(Referring expression pointing data)
....
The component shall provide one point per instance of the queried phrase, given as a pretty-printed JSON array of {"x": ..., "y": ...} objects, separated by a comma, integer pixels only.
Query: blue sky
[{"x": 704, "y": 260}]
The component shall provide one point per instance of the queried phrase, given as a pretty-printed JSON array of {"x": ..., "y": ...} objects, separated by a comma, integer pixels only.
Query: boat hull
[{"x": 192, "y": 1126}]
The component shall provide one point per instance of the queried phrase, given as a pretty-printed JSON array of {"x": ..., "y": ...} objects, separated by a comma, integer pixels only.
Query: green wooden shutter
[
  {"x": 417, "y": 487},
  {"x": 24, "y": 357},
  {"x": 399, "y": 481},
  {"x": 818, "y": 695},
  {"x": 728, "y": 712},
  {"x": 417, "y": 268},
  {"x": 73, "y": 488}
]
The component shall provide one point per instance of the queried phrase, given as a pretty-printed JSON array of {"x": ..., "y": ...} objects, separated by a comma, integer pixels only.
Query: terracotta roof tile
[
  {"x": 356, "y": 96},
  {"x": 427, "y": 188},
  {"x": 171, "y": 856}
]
....
### Activity
Set down exactly, and only, the lines from the one containing "Query: boat hull" to the final line of the data.

### Exercise solution
Query: boat hull
[{"x": 192, "y": 1126}]
The component shall provide one point per instance of the queried phrase, given as a pretty-printed JSON array of {"x": ..., "y": ...} objects, separated by a comma, integer pixels only.
Query: green wooden shutter
[
  {"x": 417, "y": 487},
  {"x": 24, "y": 357},
  {"x": 399, "y": 481},
  {"x": 818, "y": 695},
  {"x": 728, "y": 712},
  {"x": 417, "y": 268},
  {"x": 73, "y": 488}
]
The component shall provide one point per instance of the queried phrase, given as a pretty-printed JSON array of {"x": ..., "y": ...} objects, separated by a comma, integer pixels only.
Query: terracotta roof tile
[
  {"x": 356, "y": 96},
  {"x": 427, "y": 188},
  {"x": 171, "y": 856}
]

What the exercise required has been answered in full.